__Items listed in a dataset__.

========================================================================

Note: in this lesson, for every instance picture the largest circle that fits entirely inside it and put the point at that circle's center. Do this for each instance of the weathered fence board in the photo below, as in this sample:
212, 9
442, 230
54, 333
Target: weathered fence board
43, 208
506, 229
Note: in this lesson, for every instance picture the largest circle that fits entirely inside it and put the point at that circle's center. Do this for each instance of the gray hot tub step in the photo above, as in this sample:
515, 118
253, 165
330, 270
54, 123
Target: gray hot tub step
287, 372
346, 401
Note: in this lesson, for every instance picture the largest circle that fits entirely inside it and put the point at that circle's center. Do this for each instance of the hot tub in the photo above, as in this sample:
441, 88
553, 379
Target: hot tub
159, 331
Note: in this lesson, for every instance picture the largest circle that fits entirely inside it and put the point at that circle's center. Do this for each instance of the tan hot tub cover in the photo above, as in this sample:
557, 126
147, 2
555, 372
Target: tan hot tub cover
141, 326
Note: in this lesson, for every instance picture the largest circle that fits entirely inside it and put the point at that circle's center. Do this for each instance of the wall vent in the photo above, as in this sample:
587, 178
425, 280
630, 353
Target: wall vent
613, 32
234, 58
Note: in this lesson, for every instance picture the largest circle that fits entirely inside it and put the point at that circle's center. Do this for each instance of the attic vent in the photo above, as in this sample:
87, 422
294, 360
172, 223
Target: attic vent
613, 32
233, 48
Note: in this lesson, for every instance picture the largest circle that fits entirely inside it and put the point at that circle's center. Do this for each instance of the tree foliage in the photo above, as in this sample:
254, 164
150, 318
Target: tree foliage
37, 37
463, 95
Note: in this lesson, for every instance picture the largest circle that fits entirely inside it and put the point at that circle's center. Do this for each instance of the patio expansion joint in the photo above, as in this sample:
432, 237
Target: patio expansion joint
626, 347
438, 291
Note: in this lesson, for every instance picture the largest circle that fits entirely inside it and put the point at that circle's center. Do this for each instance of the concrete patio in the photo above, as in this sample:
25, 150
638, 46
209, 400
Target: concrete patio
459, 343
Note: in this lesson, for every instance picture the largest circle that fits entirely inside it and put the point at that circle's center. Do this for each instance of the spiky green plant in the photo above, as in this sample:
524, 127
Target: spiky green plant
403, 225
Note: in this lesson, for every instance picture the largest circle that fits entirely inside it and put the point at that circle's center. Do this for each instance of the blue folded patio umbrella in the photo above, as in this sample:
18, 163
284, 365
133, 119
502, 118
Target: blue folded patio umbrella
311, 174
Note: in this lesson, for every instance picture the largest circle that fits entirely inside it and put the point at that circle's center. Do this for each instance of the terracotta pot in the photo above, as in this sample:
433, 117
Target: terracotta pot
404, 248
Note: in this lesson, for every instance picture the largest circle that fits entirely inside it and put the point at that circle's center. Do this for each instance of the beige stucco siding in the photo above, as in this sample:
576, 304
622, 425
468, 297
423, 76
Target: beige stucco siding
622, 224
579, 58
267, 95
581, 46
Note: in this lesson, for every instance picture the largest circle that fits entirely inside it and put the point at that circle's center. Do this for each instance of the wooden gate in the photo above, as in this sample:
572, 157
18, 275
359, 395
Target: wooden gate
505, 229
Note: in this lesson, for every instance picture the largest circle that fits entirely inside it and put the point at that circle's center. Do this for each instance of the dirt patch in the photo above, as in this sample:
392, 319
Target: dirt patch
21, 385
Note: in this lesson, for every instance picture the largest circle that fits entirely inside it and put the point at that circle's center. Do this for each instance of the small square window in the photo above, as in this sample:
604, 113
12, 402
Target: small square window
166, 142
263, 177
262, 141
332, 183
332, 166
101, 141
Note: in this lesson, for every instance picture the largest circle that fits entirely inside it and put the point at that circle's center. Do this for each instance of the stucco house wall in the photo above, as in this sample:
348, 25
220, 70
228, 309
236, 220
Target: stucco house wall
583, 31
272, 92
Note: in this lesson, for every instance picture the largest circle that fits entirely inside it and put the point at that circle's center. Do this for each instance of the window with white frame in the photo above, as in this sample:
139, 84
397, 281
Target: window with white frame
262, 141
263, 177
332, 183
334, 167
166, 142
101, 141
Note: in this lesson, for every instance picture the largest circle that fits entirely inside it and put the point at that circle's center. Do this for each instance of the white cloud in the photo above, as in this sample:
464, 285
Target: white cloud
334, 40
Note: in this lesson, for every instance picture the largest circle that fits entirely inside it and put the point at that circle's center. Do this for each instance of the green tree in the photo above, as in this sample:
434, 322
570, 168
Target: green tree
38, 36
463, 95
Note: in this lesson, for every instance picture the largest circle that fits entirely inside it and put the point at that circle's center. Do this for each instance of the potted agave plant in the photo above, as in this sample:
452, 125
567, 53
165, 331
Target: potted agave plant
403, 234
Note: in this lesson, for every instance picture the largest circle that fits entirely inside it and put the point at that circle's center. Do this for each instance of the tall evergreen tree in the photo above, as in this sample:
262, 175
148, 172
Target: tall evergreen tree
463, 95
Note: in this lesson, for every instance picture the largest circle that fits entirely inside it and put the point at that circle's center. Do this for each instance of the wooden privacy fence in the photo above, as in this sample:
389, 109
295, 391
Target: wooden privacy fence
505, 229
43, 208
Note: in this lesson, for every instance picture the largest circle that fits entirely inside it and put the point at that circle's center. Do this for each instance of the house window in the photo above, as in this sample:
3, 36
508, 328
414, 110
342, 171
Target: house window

========================================================================

Write out every line of the data again, exactly as it reads.

Note: in this lesson, for every instance picture the largest circle that fits entirely inside it and put the point at that circle's center. Do this for each instance of the weathered fence board in the photo below, as in this sample:
212, 9
442, 230
54, 333
Target: weathered fence board
43, 208
506, 229
Note: in this lesson, for every instance picture the largest circle that fits entirely inside it and put the point at that circle's center. Do this for each instance of the gray hot tub step in the photo above, as in this sample:
515, 118
253, 165
330, 270
54, 123
Target: gray hot tub step
287, 372
346, 401
Note: in this lesson, for every instance picture the largest circle that fits entirely inside it and put the point at that circle's center. Do this for each instance of the hot tub in the photo above, as in this sample:
441, 88
553, 379
Target: hot tub
159, 331
Note: in this lesson, for every instance picture the largest circle that fits entirely inside it and put the point at that circle's center. Do this for each instance of the tan hot tub cover in the photo above, as in this sample:
557, 126
147, 2
555, 372
Target: tan hot tub cover
141, 326
Note: in this lesson, for every instance picture the largest circle that fits entirely inside it and put the point at that circle's center. Do this for each instance of the wall vent in the photo above, as in this sample:
587, 178
425, 280
630, 353
Target: wall vent
613, 32
234, 58
Note: in this lesson, for every instance picture the largest circle that fits entirely inside it and put the point at that circle's center. Do this for each instance of the attic vent in the photo above, as in this sample:
87, 422
294, 360
172, 223
Target: attic vent
613, 32
233, 48
Note: in this lesson, for every instance picture the largest circle that fits entirely inside it and put the point at that circle's center. Do this for each instance of the tree foliage in the photo above, as in this sample:
254, 164
150, 318
Target: tree foliage
37, 37
463, 95
Note: in this lesson, for every instance picture the largest circle that fits entirely inside it and put the point at that circle's center. Do this for each instance of the patio expansion joint in the photo above, as in this sample:
432, 237
Target: patio expansion joint
626, 347
438, 291
Note: in this lesson, for every instance picture the largest circle that fits entirely inside it and put the point at that circle's center. Do this for each instance of the concrete patio in the photo above, as in this sample:
25, 150
638, 46
209, 400
Target: concrete patio
459, 343
Note: in this lesson, for every instance picture the largest circle that fits entirely inside it and put the point at that circle's center. Do this for each instance of the spiky green plant in the photo above, as in this sample:
524, 127
Target: spiky green plant
403, 225
Note: in this lesson, for every instance picture the largest circle that fits entirely inside it and put the point at that circle's center. Do this for each instance of the blue folded patio umbrella in the photo above, as in this sample:
18, 163
284, 365
133, 119
502, 118
Target: blue folded patio umbrella
311, 174
Note: in this lesson, for every instance picture the largest circle that fits entirely inside it and put the point at that circle's center. Do this for each instance of the terracotta pot in the photo above, as in this sample:
433, 117
Target: terracotta pot
404, 248
Note: in this lesson, for every instance picture the largest circle that fits entirely inside it and put the point at that circle's center. Do this for each instance of the beige stucco siding in the photo above, as in this sample:
576, 304
622, 425
468, 297
423, 76
Target: beige stucco siding
622, 224
579, 58
267, 95
581, 46
Note: in this lesson, for every instance picture the largest circle that fits entirely inside it and put the point at that circle's center. Do this for each instance of the wooden gate in the photo above, as in this sample:
572, 157
18, 275
359, 395
Target: wooden gate
505, 229
Note: in this lesson, for every instance picture the largest circle that fits entirely inside it and put the point at that circle's center. Do this for each instance of the dirt patch in the photo above, as in this sample:
392, 319
Target: dirt patch
21, 385
Note: in this lesson, for every instance picture the largest circle that fits entirely inside it and put the point at that circle's center. Do this for each instance of the small square window in the photo above, as in this sample:
604, 113
12, 402
Target: small square window
166, 142
263, 177
262, 141
332, 183
332, 166
101, 141
Note: in this lesson, for every instance picture the largest circle that fits entirely inside it and put the point at that circle's center. Do this for each instance of the stucco house wall in the photo above, as in this sample:
348, 25
220, 70
228, 309
236, 220
Target: stucco house wall
583, 31
272, 92
Note: in this lesson, for every instance picture the largest circle that fits entirely inside it and put the point at that circle's center. Do this for each instance of the window with white frame in the photo above, as in this sample:
139, 84
397, 281
Target: window with white frame
262, 141
263, 177
332, 183
334, 167
166, 142
101, 141
Note: in this lesson, for every instance picture the largest circle that fits entirely inside it and put the point at that circle's center. Do this for each instance of the white cloud in the photo above, as in this sample:
464, 285
Target: white cloud
334, 40
Note: in this lesson, for every instance picture the largest circle that fits entirely inside it and put the point at that circle's center. Do this for each instance of the green tree in the photo above, as in this sample:
434, 322
570, 168
Target: green tree
38, 36
463, 95
Note: in this lesson, for every instance picture the largest circle that fits entirely inside it and put the point at that circle's center. Do this for each instance of the potted agave plant in the photo above, as in this sample:
452, 125
567, 53
165, 331
Target: potted agave plant
403, 234
Note: in this lesson, for every instance picture the largest circle that fits entirely inside it and put the point at that circle's center. Do this for each instance of the tall evergreen tree in the photo above, as in this sample:
262, 175
148, 172
Target: tall evergreen tree
463, 95
Note: in this lesson, for every instance picture the largest circle that fits entirely inside it and put the point at that circle's center. Do this for each instance of the wooden privacy fence in the photo above, as in this sample:
389, 109
295, 391
Target: wooden privacy fence
505, 229
43, 208
Note: in this lesson, for every instance picture the largest circle that fits entirely inside it and put the point at that circle's center. Do this for each instance of the house window in the photo above, as in this sample:
3, 36
508, 328
414, 110
342, 171
Target: house window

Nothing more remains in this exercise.